## [Problem]
Extract every one of the records below verbatim and omit none of them.
____ Available records
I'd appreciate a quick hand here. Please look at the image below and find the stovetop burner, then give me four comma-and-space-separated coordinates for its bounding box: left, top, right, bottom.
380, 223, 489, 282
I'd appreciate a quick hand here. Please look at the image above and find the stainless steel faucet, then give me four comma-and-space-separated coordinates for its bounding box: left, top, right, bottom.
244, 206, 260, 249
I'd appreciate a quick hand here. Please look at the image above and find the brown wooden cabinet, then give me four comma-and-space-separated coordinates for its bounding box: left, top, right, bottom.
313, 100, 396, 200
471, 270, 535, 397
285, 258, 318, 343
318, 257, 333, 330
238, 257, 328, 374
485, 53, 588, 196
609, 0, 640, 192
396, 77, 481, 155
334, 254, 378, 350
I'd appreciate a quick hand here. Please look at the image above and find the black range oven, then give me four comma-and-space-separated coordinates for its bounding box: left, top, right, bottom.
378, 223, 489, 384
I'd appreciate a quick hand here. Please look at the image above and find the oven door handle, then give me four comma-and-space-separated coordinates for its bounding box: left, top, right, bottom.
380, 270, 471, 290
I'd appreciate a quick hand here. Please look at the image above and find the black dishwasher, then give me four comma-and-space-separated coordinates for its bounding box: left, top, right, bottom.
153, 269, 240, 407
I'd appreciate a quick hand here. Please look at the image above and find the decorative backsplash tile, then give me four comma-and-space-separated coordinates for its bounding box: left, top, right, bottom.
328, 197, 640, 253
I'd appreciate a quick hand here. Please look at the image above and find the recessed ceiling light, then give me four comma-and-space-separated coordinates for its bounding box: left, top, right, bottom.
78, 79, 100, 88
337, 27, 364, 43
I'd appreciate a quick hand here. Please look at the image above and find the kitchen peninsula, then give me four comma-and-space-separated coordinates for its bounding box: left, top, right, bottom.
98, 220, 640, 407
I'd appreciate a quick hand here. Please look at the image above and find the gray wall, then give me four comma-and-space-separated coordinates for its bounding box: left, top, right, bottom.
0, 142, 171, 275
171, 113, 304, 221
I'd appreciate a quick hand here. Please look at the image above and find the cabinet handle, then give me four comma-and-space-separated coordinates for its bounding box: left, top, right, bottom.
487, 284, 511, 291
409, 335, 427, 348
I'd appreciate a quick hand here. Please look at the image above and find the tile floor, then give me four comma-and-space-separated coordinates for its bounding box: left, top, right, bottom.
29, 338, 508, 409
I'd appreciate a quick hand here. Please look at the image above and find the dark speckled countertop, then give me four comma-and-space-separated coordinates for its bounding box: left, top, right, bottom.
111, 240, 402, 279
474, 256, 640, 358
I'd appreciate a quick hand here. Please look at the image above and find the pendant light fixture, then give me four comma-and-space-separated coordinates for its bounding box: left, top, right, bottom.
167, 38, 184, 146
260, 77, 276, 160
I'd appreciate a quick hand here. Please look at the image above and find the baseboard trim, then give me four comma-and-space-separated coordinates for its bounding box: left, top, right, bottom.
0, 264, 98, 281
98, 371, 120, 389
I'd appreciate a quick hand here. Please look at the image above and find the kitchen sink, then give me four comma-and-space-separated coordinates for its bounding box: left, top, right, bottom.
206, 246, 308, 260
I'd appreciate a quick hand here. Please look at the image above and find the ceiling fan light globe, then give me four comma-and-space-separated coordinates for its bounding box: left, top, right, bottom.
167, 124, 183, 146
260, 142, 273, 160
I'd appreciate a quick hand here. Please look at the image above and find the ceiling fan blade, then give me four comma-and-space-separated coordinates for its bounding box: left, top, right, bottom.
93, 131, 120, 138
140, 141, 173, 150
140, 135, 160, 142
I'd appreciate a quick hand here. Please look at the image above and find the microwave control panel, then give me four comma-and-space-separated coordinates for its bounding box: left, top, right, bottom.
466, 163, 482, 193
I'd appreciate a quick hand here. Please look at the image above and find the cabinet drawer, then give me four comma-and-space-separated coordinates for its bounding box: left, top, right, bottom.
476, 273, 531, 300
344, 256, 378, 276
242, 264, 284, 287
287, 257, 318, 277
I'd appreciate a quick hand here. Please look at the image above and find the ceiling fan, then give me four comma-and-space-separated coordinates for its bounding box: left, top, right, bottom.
________
## [Finished exercise]
I'd appreciate a quick hand here. Please look at the image below and find the stovetop burner, then give me four comma-and-space-separated coordinates for its bounding box: left, top, right, bottom.
380, 223, 489, 282
I'd appreciate a quick hand here. Please look at the image above and find the stainless steel faucet, then give me four comma-and-space-separated coordinates for its bounding box: left, top, right, bottom.
244, 206, 260, 249
I'd appreciate a quick hand here. Please look at the image above and find the brown wooden cabinet, then give me four comma-and-space-separated coordinates for its bounding box: left, top, right, bottom.
313, 100, 396, 200
471, 270, 535, 397
285, 258, 318, 343
318, 257, 333, 330
238, 257, 328, 374
485, 53, 588, 196
609, 0, 640, 192
396, 77, 481, 155
334, 254, 378, 350
I'd appreciate a quick hand here. Please look at the image above and find the black range oven, then give me four comma-and-space-separated coordinates for its bounding box: left, top, right, bottom.
378, 223, 489, 384
I'd appreciate a quick hand here. Please look at the image above and find the oven door handle, then give me four comma-and-space-separated coordinates for its bounding box: left, top, right, bottom.
380, 270, 471, 290
I'd appreciate a quick hand here. Please look at the image above and find the black dishwasher, then give me four comma-and-space-separated coordinates for its bounding box: left, top, right, bottom.
153, 269, 240, 407
I'd appreciate a quick hand here. Please look at the image above and find the decorative backsplash tile, then give me four comma-and-space-separated coordinates for its bounding box: left, top, right, bottom.
328, 197, 640, 253
I'd appreciate a quick hand here. Please look at the image above and find the recessed ceiling light, then give me four comma-and-space-separated coordinates for its bounding box: left, top, right, bottom.
78, 79, 100, 88
337, 27, 364, 43
I'd appreciate a quick hand here. Please look at the image above and find the kitchen peninsula, then give me four comma-and-space-separated coordinates for its bounding box: left, top, right, bottom.
98, 220, 640, 407
I'd appreciate a quick hand here. Please look at the image above and find the gray wall, then give me four comma-and-space-separated coordinates for its bounding box: left, top, right, bottom.
0, 142, 171, 275
171, 113, 304, 221
I'd appreciate a quick hand here. Please look at the image above and find the cabinet handle, then give me four comma-and-space-separated coordinates for its bounding box: left, top, right, bottom.
487, 284, 511, 291
409, 335, 427, 348
I'd appreciate a quick hand here. Please look at the image above and find the tile floor, then give me four comma-and-space-separated coordinates for its bounding box: left, top, right, bottom.
29, 338, 508, 409
I'd appreciate a quick hand here. Please look at the image above and find the dark speckled countertop, then give me four comma-and-space-separated coordinates for its bounding box: left, top, right, bottom.
111, 240, 402, 279
474, 256, 640, 358
I'd appreciate a quick hand here. Please look at the image above and find the pendant light fixture, then give me four comma-and-space-separated coordinates for its bounding box: left, top, right, bottom.
167, 38, 184, 146
260, 77, 276, 160
I'd appreciate a quick hand here. Please look at the image above and find the baseboard trim, then give me four comma-and-space-separated coordinates for its bounding box: left, top, right, bottom.
0, 264, 98, 281
98, 371, 120, 389
I'd appreciate a quick hand here. Please look at the image above and find the kitchen sink, then give me four comma-and-space-separated coordinates for its bounding box: left, top, right, bottom.
206, 246, 308, 260
I'd appreciate a quick hand here. Please look at the image above and find the ceiling fan light globe, then give me four comma-and-space-separated coordinates for its bounding box: left, top, right, bottom.
167, 124, 183, 146
260, 142, 273, 160
I'd appreciate a quick hand here. Please look at the image above and find the ceiling fan blade, then give me four comma-and-space-separated coordinates for its bounding box: left, top, right, bottom.
93, 131, 120, 138
140, 141, 173, 150
140, 135, 160, 142
I'd appreciate a quick hand here. Please look at the image above and find the microwave control panel, then give me four comma-and-space-separated coordinates for its bounding box: left, top, right, bottom.
466, 163, 482, 193
I'd appreciate a quick hand here. Please look at the image above and find the cabinet drawer, then give me four comma-and-space-separated coordinates for its bounding box: left, top, right, bottom.
476, 273, 531, 300
344, 256, 378, 276
242, 264, 284, 287
287, 257, 318, 277
I'd appreciate a quick hand here. Please look at the image above and find the ceiling fan, then give me four comma-and-space-separated coordinates for its bounding box: left, top, right, bottom.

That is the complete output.